▶ [Exercise 1] In the text provided, condense the paragraph beginning "My husband's granddaughter is gay" into a short bulleted list that keeps its main facts.

But seriously though…..I’m very open about things. I love children deeply and I’ve seen too many suffer at the hands of what I personally see as Narcissistic, sociopathic, if not uncaring parents. Particularly of gay children. Two of them have come out to me personally because they lived in absolute fear of coming out at home to their parents. My son has told me horror stories, things unfathomable to me about how some of his gay friends were literally kicked out onto the streets, or bullied incessantly because they were gay/lesbian/bi. It was and is, absolutely heartwrenching to me. As I type this, I also have one of those gay kids and his sister at my home until we can find a place for them to go, as mother is mentally ill and decided to move in with her boyfriend and left them to “go our separate ways”.
What in GOD’S name is WRONG with this world? I would NEVER claim to be a perfect mother, EVER, as some of my posts have revealed in the pain I have caused in being with Spath, but I can tell you, that a child that is mistreated in this way just makes my heart sick. EVERY child needs love. There is one thing that my children have always said to me, “Mom we’ve ALWAYS known you loved us, even while you were with Assface!” These same two children have lived with me before and their mother gave me guardianship when she was too wacked out on drugs to take care of them. LOOK AT THEIR FACES HONEY AND WHAT YOU”RE DOING!!
But some are just too sick to do so and I have a great deal of compassion for them too.
And all of this is exactly what got me into trouble with Spath in the first place. I genuinely bought his machinations. How many more will…..and the pain that is suffered as a result is immeasurable because as stated above, i could never imagine causing such a grief and pain to others who are already hurting on purpose or with malicious intent. NOT having a conscience is simply unfathomable to me.
I have a long way to go. A long way to go……
Dear Lesson learned,
My husband’s granddaughter is gay and openly so now, and her mother is somewhat of a drama queen about it, but fortunately she hasn’t had to go through the trauma you describe. She’s a great young woman, self supporting and lives a reasonable life, what more can anyone want for a kid or grandkid. I am proud of her and what her sexual orientation is not a problem for me. The first woman she was with was abusive and I was against the relationship for that reason but not because it was gay. Fortunately my granddaughter got out of that relationship and is in one much more functional now. Unfortunately, none of us said anything about her first “choice” because she thought it was that we were against the gay part, not the particular person.
So sometimes we may see something in the relationshit that is bad, not JUST because it is gay, but because it is abusive.

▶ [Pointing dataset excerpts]
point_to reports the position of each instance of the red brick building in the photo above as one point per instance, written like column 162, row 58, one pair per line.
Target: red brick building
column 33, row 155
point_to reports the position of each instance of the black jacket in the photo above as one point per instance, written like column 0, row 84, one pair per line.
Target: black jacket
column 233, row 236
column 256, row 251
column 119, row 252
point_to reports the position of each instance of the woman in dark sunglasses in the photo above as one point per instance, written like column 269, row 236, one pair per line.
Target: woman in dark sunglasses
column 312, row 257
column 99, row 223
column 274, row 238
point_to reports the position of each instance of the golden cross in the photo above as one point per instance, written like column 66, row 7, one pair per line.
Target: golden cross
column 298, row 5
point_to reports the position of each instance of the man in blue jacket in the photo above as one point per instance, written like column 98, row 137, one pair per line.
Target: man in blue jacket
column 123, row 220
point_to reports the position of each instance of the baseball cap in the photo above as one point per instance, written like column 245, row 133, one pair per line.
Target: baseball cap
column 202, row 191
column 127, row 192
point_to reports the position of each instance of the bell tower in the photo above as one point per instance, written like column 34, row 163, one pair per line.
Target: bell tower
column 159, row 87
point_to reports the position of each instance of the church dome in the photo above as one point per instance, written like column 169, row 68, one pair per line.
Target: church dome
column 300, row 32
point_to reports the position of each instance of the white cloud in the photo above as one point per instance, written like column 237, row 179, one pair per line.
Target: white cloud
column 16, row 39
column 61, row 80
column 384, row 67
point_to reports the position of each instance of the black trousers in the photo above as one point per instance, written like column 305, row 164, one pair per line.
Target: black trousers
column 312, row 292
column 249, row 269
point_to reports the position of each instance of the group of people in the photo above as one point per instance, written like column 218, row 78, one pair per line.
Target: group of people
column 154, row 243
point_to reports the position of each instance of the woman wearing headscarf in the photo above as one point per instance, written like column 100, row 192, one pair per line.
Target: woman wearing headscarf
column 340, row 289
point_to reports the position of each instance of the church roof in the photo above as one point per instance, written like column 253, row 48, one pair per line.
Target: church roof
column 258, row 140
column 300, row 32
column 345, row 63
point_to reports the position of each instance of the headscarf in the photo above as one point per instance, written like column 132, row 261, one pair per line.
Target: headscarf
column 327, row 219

▶ [Exercise 2] Return everything in the records from the line containing "point_to reports the position of each instance of the woman in" down to the line containing "column 384, row 67", both lines included, with no changes.

▶ [Output 1]
- The writer's husband's granddaughter is openly gay. Her mother is somewhat dramatic about it, but she has not faced the trauma described earlier.
- She is self-supporting and lives a reasonable life. The writer is proud of her and has no problem with her sexual orientation.
- Her first partner was abusive. The writer opposed that relationship because of the abuse, not because it was gay.
- She got out of that relationship and is now in a much more functional one.
- No one spoke up about her first "choice," because she thought the objection was to the gay part rather than the particular person.

▶ [Output 2]
point_to reports the position of each instance of the woman in dark sunglasses in the photo above as one point per instance, written like column 269, row 236, one pair per line.
Target: woman in dark sunglasses
column 312, row 257
column 99, row 223
column 274, row 238
point_to reports the position of each instance of the golden cross in the photo above as one point per instance, written like column 66, row 7, one pair per line.
Target: golden cross
column 298, row 5
point_to reports the position of each instance of the man in blue jacket in the photo above as one point per instance, written like column 98, row 137, one pair per line.
Target: man in blue jacket
column 123, row 220
point_to reports the position of each instance of the baseball cap in the photo above as one point per instance, written like column 245, row 133, one pair per line.
Target: baseball cap
column 202, row 191
column 127, row 192
point_to reports the position of each instance of the bell tower in the photo above as one point per instance, written like column 34, row 163, one pair per line.
Target: bell tower
column 159, row 87
point_to reports the position of each instance of the church dome in the photo above as one point per instance, written like column 169, row 68, one pair per line.
Target: church dome
column 300, row 32
point_to reports the position of each instance of the white cloud in the photo above as one point per instance, written like column 237, row 179, one pair per line.
Target: white cloud
column 16, row 39
column 61, row 80
column 384, row 67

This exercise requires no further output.